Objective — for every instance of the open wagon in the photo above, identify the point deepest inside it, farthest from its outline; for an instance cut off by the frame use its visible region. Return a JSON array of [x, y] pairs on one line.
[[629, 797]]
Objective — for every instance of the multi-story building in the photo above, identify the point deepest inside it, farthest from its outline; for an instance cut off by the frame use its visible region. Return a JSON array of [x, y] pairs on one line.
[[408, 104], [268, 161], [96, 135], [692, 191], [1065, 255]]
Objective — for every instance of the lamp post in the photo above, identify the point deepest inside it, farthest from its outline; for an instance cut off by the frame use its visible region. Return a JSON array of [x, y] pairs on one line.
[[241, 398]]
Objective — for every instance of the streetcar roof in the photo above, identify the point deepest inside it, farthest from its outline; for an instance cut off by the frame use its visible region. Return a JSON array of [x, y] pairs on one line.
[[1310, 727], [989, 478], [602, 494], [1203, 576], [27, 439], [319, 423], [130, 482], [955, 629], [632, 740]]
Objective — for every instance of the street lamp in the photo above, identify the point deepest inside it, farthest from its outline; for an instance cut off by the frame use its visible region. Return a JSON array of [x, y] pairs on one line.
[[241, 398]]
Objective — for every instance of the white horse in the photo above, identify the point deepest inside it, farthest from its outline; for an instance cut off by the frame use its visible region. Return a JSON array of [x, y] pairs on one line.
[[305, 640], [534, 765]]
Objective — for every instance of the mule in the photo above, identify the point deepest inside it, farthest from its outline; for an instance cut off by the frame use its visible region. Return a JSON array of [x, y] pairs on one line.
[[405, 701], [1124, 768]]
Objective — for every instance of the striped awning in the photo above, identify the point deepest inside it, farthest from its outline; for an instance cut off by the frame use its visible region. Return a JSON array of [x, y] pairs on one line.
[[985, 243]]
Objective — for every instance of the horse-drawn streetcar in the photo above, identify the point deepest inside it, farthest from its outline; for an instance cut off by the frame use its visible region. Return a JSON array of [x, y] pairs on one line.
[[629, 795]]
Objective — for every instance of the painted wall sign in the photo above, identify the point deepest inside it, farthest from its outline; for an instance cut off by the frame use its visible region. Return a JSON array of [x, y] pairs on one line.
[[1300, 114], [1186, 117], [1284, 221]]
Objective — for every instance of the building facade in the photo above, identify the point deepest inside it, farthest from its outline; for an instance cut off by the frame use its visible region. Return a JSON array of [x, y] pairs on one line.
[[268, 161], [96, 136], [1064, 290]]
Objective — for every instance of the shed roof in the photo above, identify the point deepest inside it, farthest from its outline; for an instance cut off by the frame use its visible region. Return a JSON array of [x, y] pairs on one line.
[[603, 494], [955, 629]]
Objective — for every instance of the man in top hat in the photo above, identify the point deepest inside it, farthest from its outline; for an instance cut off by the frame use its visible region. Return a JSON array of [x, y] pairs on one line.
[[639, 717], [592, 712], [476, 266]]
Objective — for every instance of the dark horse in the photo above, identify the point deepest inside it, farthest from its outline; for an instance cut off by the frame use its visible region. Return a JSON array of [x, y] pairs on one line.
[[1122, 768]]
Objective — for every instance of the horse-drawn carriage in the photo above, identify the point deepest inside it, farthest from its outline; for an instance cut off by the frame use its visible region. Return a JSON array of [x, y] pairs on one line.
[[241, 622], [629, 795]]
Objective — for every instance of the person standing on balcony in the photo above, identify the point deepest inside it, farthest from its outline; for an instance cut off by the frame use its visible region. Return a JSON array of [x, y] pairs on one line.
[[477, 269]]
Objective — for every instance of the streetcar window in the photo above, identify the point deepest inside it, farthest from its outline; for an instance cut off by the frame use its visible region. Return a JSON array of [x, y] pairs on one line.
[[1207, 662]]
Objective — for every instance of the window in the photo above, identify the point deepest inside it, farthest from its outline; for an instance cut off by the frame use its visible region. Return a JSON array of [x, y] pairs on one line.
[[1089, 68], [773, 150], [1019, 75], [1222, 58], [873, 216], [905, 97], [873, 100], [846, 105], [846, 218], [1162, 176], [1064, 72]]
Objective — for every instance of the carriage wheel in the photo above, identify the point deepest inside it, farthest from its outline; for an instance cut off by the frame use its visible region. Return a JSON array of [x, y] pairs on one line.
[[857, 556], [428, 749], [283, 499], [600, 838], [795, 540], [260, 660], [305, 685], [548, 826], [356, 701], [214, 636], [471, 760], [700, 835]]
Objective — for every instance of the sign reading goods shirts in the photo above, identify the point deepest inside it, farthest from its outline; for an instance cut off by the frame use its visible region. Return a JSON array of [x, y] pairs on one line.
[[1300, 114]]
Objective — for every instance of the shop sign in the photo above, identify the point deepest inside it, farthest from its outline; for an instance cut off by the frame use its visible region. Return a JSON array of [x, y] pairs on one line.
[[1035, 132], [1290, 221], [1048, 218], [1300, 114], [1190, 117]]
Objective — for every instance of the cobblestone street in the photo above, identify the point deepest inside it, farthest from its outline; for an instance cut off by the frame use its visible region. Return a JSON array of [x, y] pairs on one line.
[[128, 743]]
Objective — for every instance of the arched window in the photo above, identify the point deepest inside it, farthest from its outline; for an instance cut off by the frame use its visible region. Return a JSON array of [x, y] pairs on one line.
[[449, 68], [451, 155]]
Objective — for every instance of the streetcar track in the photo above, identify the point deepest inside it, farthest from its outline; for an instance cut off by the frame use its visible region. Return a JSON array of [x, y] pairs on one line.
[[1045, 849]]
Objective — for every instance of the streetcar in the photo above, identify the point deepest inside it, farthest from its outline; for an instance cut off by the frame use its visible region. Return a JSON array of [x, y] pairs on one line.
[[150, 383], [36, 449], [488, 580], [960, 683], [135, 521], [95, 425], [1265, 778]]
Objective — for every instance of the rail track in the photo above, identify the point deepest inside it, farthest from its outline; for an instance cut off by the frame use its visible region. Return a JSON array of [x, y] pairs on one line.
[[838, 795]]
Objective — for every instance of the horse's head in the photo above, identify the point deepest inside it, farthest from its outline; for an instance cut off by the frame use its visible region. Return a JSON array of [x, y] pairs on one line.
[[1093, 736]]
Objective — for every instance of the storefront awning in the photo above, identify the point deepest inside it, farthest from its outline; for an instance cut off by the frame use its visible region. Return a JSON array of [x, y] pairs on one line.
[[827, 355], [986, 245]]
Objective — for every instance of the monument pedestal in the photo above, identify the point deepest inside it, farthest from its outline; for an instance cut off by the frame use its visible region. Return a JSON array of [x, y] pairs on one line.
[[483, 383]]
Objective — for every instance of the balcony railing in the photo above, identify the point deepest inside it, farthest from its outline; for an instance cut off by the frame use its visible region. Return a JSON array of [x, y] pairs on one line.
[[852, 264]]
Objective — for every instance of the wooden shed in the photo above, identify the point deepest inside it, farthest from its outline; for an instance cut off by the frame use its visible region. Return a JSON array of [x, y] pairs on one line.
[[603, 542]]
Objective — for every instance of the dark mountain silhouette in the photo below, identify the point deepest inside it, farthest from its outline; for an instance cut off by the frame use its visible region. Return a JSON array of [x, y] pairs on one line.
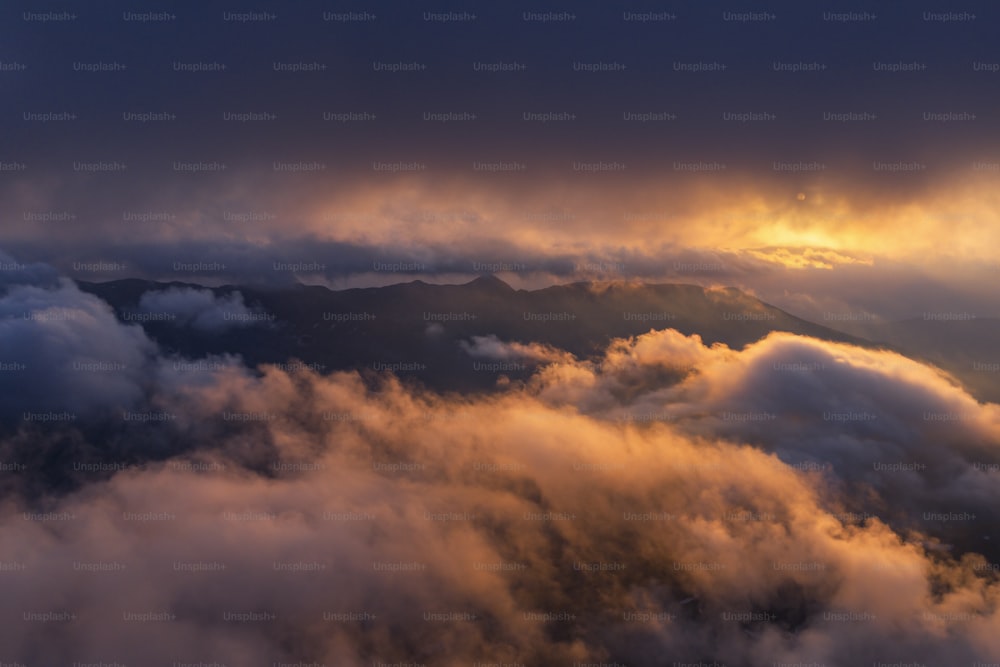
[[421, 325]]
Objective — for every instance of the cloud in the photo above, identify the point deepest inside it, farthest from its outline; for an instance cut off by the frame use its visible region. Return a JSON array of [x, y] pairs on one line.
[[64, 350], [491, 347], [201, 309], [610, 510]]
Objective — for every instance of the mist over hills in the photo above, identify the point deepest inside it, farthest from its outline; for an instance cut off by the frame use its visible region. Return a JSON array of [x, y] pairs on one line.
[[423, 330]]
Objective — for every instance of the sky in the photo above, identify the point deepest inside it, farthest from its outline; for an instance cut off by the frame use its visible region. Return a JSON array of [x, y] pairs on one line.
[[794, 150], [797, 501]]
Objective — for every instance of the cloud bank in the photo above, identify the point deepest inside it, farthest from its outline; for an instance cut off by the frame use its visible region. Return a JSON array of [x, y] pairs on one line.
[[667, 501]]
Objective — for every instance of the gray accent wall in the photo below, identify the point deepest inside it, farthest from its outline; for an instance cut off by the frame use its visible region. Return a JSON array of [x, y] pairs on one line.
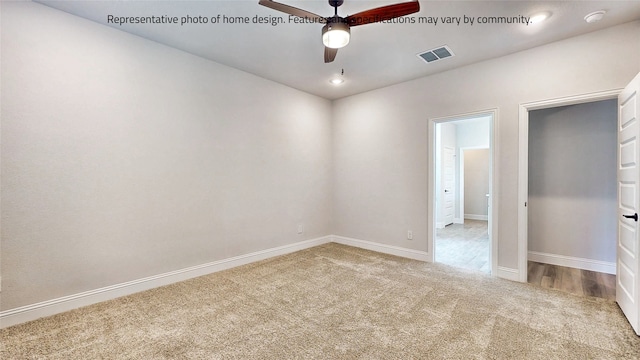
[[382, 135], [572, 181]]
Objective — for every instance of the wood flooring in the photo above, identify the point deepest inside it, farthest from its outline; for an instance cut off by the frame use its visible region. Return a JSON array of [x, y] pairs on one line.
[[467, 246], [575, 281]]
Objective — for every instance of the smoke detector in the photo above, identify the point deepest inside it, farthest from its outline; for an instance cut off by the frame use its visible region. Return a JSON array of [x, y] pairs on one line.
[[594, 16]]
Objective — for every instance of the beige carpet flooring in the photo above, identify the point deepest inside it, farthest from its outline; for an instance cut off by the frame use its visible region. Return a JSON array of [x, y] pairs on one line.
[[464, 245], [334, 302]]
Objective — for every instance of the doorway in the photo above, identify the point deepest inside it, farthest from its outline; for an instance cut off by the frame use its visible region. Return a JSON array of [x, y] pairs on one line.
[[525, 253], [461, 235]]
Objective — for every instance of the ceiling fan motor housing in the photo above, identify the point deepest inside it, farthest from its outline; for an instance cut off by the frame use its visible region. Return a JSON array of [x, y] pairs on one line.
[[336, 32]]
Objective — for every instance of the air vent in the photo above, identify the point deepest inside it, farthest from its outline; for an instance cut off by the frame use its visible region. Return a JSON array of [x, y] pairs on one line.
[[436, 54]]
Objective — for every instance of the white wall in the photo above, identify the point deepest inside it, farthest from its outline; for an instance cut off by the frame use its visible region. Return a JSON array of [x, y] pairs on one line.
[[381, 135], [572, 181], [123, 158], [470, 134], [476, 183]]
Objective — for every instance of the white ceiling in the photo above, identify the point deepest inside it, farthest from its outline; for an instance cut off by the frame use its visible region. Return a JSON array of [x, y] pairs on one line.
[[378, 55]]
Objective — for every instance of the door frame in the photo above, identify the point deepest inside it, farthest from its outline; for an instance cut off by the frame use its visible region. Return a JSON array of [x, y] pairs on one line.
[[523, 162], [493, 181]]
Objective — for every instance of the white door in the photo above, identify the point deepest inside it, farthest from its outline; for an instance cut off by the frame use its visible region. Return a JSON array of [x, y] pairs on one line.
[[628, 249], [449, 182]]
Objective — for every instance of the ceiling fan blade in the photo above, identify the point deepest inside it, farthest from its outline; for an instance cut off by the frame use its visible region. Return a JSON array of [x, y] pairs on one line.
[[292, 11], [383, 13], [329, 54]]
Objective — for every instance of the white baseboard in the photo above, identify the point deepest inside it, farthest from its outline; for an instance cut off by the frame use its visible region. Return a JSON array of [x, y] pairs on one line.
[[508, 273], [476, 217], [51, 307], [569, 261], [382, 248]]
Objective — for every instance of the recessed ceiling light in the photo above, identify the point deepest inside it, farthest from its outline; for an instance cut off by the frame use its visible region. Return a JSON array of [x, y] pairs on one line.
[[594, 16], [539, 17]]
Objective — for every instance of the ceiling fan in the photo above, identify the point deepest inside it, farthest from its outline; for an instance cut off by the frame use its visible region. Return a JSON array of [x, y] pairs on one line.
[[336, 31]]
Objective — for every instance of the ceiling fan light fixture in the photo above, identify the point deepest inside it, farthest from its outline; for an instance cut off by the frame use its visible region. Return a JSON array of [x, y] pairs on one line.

^^^^

(WORK TO COMPLETE) Please copy the records from the very beginning through the line that contains "[[405, 701], [1124, 768]]", swapping "mule" for "donkey" and changing nothing else.

(ANSWER TO THE EXERCISE)
Objective — for every instance of the open wagon in the photo above, identify the point deepest inside it, farthest from its outline; for an instance cut off by the frame use its visible region. Return a JSON array of [x, y] pairs on one line.
[[629, 797]]
Objective — for every instance of the multi-story building in the photo above, identify the point deepest inside it, farthest from its outline; for an instance cut off by the frame use its visible region. Return a JSON array of [x, y] pairs on one line.
[[408, 104], [268, 161], [96, 135], [692, 191], [1065, 255]]
Objective — for every instance of the lamp post in the photo above, identify the point deepest inside it, farthest from its outline; for an instance cut off by the frame use its visible region. Return a JSON array of [x, y] pairs on one line.
[[241, 398]]
Objective — for every instance of the streetcar roof in the photo above, identify the point deepest inside it, farthest from its outline; for an instance cut off by the frame use its visible region. Return a JSON array of [x, y] pairs on one line.
[[1310, 727], [989, 478], [602, 494], [1203, 576], [27, 439], [319, 423], [130, 482], [955, 629], [632, 740]]
Objective — for every instance of the street lamp in the photo above, identify the point deepest inside it, farthest from its outline; for an instance cut off by the frame use its visible region. Return a JSON array of [x, y] pairs on one line.
[[241, 398]]
Objective — for every instance of the white horse in the photo above, identify the point deepest inside it, farthest from its outline; for an instance cut off by the frame use its visible region. Return a JSON array of [x, y] pairs on one line.
[[305, 640], [534, 765]]
Objective — for every instance of the donkey in the photo above, identify the point deepest inside it, farthest from its outline; for an instance cut off by the frame use its visible region. Return a JSON array of [x, y] pairs on one line.
[[405, 701], [1124, 768]]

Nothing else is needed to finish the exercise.